• [Ejercicio propuesto 1]:
Responde con datos del pasaje dado:
(a) ¿Qué se necesita para criar a un niño, según el proverbio africano citado?
(b) ¿Cuántos menores de edad "trabajan" para el crimen organizado, según la cifra mencionada la semana pasada?
(c) ¿A qué tipo de escuelas mandan a educarse a algunos de los niños del otro extremo?

• [Pasaje dado]:

Dice un proverbio africano que se necesita de un pueblo entero para criar a un niño, estamos fallando como pueblo, le estamos fallando a nuestros niños y nuestra responsabilidad no se desvanece en el escándalo mediático, en las explicaciones fáciles que tienen como base la ignorancia colectiva. La semana pasada trajimos a colación la cifra de medio millón de menores de edad que “trabajan” para el crimen organizado en este dolorido y amnésico país, esos niños y adolescentes que carecen de formas de negarse a realizar actividades que los dañarán para siempre, que los estigmatizarán, que los convertirán en víctimas de la saña colectiva. Pero también en el otro extremo hay niños dañados, aunque no tengan carencias económicas, aunque sean buenos estudiantes, aunque los manden a educarse a escuelas privadas con prestigio, porque esas aparentes ventajas pueden llegar a funcionar en sentido contrario cuando el ambiente social y familiar distorsiona las formas de ver la vida y de vivirla, o de morirla, como desgraciadamente ocurrió.

• [Registros dados]:
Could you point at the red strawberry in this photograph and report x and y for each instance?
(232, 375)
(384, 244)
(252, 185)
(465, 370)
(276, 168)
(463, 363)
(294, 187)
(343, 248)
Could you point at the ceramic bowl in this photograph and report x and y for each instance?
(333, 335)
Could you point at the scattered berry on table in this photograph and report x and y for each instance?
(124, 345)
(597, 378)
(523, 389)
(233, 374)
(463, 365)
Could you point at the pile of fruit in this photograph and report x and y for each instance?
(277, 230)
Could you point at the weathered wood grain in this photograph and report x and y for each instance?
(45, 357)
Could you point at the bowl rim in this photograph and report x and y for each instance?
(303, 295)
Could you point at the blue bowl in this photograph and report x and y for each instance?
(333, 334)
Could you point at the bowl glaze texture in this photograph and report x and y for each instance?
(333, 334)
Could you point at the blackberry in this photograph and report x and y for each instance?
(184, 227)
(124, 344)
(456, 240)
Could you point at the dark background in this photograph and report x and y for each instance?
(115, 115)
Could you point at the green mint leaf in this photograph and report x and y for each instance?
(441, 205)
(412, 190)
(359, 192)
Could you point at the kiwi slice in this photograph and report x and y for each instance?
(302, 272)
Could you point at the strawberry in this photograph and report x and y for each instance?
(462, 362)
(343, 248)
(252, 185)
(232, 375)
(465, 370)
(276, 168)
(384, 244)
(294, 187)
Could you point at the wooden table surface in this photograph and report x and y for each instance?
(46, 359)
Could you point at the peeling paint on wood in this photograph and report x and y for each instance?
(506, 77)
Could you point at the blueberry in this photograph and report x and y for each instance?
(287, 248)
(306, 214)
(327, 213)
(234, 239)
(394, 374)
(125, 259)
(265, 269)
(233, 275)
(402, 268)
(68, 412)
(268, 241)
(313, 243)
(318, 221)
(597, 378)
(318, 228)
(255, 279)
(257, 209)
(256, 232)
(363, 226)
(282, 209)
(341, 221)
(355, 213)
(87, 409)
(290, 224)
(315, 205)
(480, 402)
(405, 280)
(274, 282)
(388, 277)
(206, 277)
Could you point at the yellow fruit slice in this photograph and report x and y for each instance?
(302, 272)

• [Ejercicio propuesto 2]:
Reescribe el tramo de los registros que va desde la línea que contiene "Could you point at the blueberry" hasta el final de los registros, ambos extremos incluidos. Reduce en 28 cada coordenada de las respuestas y deja todo lo demás igual.

• [Respuesta final 1]:
(a) Un pueblo entero.
(b) Medio millón.
(c) A escuelas privadas con prestigio.

• [Respuesta final 2]:
Could you point at the blueberry in this photograph and report x and y for each instance?
(259, 220)
(278, 186)
(299, 185)
(206, 211)
(366, 346)
(97, 231)
(237, 241)
(205, 247)
(374, 240)
(40, 384)
(240, 213)
(285, 215)
(290, 193)
(569, 350)
(290, 200)
(227, 251)
(229, 181)
(228, 204)
(335, 198)
(254, 181)
(313, 193)
(327, 185)
(59, 381)
(262, 196)
(287, 177)
(452, 374)
(377, 252)
(246, 254)
(360, 249)
(178, 249)
Could you point at the yellow fruit slice in this photograph and report x and y for each instance?
(274, 244)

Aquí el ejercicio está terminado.